Recast the lines of the entries as a numbered list, starting at the line that contains "Phrase: vaulted ceiling" and continuing through the end of the entries, with blank lines omitted. Leave the pictures out of your answer.

Entries from a pointing dataset:
##############################
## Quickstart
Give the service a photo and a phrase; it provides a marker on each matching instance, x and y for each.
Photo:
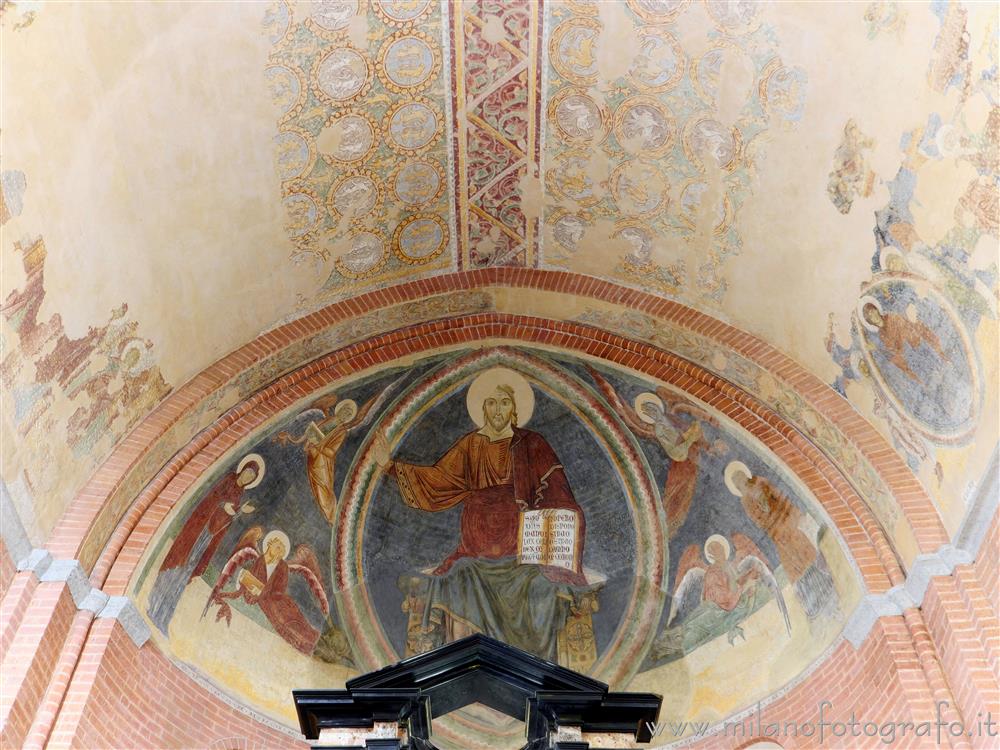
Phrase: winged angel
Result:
(331, 420)
(262, 573)
(675, 424)
(715, 593)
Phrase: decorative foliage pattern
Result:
(673, 170)
(359, 85)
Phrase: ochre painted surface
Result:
(218, 169)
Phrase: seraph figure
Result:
(331, 421)
(262, 575)
(675, 424)
(715, 593)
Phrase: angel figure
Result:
(263, 580)
(675, 424)
(322, 440)
(715, 593)
(795, 534)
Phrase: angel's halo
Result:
(734, 468)
(646, 398)
(721, 540)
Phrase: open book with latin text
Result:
(548, 537)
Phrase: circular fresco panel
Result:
(919, 352)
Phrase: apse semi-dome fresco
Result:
(655, 338)
(395, 513)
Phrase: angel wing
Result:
(325, 403)
(245, 551)
(752, 562)
(374, 405)
(691, 558)
(675, 404)
(303, 561)
(687, 596)
(625, 411)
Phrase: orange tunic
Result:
(494, 480)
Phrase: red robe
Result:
(211, 515)
(779, 519)
(281, 610)
(489, 478)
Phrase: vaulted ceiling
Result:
(820, 179)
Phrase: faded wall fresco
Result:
(922, 352)
(67, 399)
(464, 491)
(361, 151)
(729, 164)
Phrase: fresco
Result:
(360, 149)
(583, 514)
(923, 332)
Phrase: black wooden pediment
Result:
(477, 669)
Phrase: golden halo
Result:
(731, 470)
(282, 537)
(721, 540)
(869, 300)
(346, 405)
(252, 458)
(646, 398)
(486, 383)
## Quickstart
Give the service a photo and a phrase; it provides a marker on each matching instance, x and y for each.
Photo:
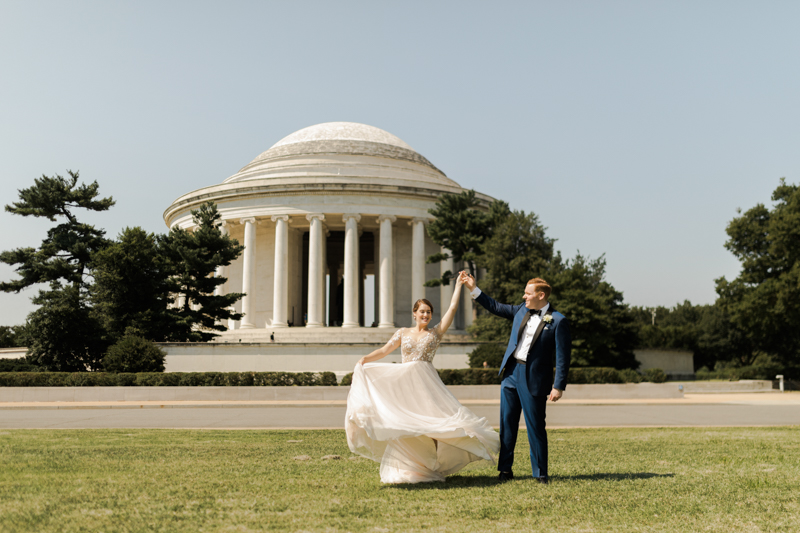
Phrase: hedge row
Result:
(168, 379)
(577, 375)
(749, 372)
##############################
• RESULT FOR THIS TASK:
1. Phrase: vaulted ceiling
2. Result:
3. (820, 179)
4. Phrase: faded wall fresco
5. Result:
6. (922, 352)
7. (67, 399)
8. (464, 491)
9. (361, 151)
10. (729, 164)
11. Phrase: fresco
12. Result:
13. (360, 149)
14. (583, 514)
15. (923, 332)
16. Phrase: black wooden pediment
17. Result:
18. (477, 669)
19. Phrase: golden halo
20. Result:
21. (731, 470)
22. (282, 537)
23. (721, 540)
24. (869, 300)
25. (346, 405)
26. (252, 458)
27. (646, 398)
28. (486, 383)
29. ## Quickstart
30. Give the service a photo and a phrase; it provides a marker on each matching instance, x and y for each.
31. Photo:
32. Phrase: hedge row
33. Result:
34. (168, 379)
35. (577, 375)
36. (749, 372)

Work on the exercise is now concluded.